→ Activities
1: Transcribe the passage of the exhibition article between "They include the" and "bowed in pain.", inclusive.
2: Answer these questions using the exhibition article:
(a) Where was Osnat Ben-Dov's work being exhibited on October 7?
(b) What words appear on Jonathan Cuperman's charity box?
(c) Which kibbutz is depicted in Ofir Begun's oils?

→ Source text
*****

In Israel, after the October 7 Hamas attack, he began meeting with Israeli artists and saw almost immediately how they were responding with raw, visceral work.

“I felt a responsibility not just to bear witness, but to offer a platform where that collective processing could live — where the trauma, the rupture, and yes, the resilience, could be seen and felt,” said Durban. “This show isn’t about politics. It’s about human response to horror, and the way art holds space when language fails.”
There are some works made before October 7, but most were created in the last year and a half.
They include the oil-like photographs of Osnat Ben-Dov, whose work was being exhibited at the Kibbutz Be’eri gallery on October 7. They were destroyed by bullets shot by Hamas terrorists.
One of her photographs in this exhibit is of a dead bird, its blue and white feathers lush in death and reminiscent of the colors of the Israeli flag.
There are sculpted works, such as Jonathan Cuperman’s charity box that reads, “In God We Trust,” and Chen Ziv’s sculptures of a person, legs folded, head bowed in pain.

Two of Alma Gershoni’s darkly shaded works of exquisite dried flowers, familiar from the fields of the south, hang on opposite walls while Ofir Begun’s oils of Kfar Aza show what the Gaza-adjacent kibbutz looked like before large swaths of it were destroyed by Hamas.

*****

→ Supplied records

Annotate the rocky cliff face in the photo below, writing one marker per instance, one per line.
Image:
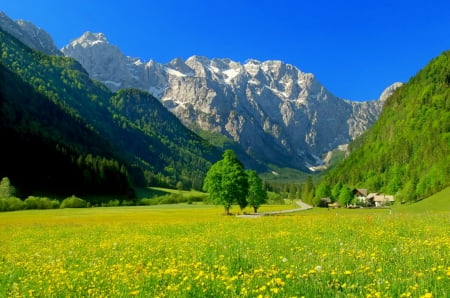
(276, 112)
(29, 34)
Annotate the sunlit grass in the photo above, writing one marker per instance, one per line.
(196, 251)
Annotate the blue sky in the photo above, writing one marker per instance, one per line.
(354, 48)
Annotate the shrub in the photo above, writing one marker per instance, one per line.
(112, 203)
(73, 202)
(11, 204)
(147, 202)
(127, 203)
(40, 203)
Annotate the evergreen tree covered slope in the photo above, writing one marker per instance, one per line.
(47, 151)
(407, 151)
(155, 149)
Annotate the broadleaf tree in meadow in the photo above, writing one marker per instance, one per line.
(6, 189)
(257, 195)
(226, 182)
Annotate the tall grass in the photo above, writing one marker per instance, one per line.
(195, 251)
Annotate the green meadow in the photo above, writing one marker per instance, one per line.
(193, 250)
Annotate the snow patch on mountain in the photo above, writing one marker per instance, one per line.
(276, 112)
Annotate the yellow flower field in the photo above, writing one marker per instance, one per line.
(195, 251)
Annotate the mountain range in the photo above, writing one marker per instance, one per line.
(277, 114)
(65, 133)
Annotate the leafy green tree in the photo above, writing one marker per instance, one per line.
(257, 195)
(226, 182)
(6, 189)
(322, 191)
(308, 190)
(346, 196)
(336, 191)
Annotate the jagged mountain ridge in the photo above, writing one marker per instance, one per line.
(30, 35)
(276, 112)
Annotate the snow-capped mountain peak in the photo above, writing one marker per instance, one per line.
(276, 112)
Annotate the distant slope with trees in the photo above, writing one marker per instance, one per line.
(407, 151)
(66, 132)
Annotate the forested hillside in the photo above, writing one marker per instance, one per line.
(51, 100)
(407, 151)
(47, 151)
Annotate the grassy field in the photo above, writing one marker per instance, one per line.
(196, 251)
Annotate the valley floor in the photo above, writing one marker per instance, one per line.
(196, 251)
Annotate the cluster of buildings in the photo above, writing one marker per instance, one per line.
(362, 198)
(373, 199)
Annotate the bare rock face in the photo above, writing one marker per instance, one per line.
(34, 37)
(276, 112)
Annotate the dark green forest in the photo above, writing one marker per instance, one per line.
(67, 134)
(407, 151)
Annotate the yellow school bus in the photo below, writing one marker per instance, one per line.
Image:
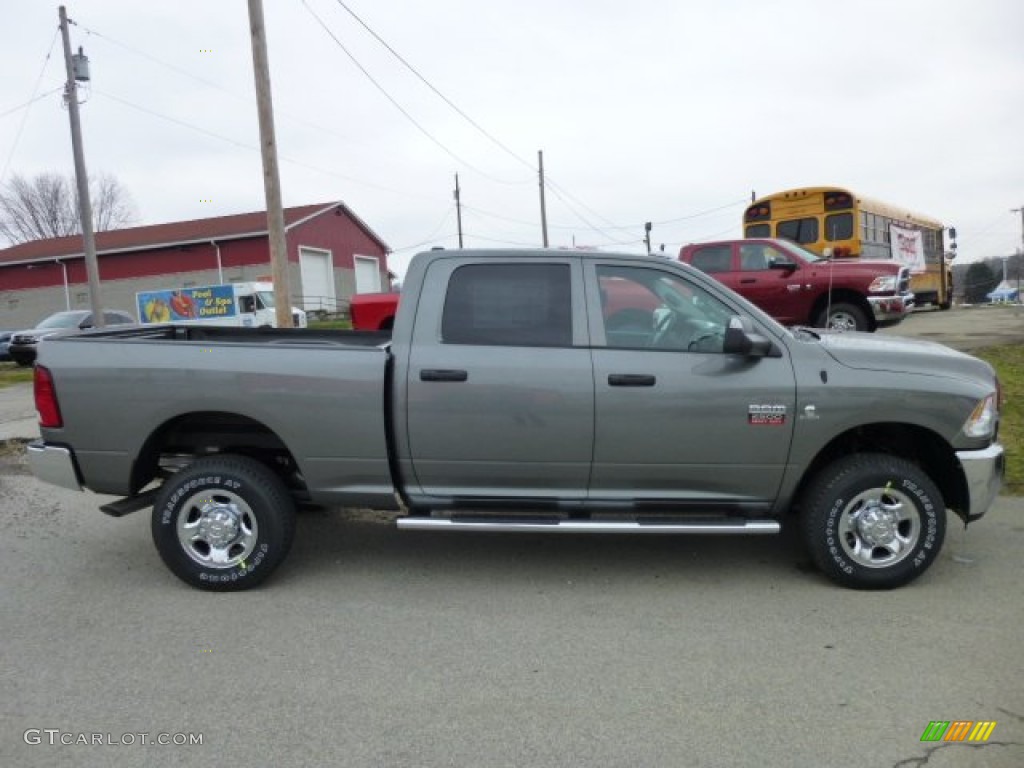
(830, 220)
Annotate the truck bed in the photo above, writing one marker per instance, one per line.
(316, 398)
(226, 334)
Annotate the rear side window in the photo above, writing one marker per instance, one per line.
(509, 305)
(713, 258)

*****

→ List of solutions
1:
They include the oil-like photographs of Osnat Ben-Dov, whose work was being exhibited at the Kibbutz Be’eri gallery on October 7. They were destroyed by bullets shot by Hamas terrorists.
One of her photographs in this exhibit is of a dead bird, its blue and white feathers lush in death and reminiscent of the colors of the Israeli flag.
There are sculpted works, such as Jonathan Cuperman’s charity box that reads, “In God We Trust,” and Chen Ziv’s sculptures of a person, legs folded, head bowed in pain.

2:
(a) At the Kibbutz Be'eri gallery.
(b) "In God We Trust."
(c) Kfar Aza.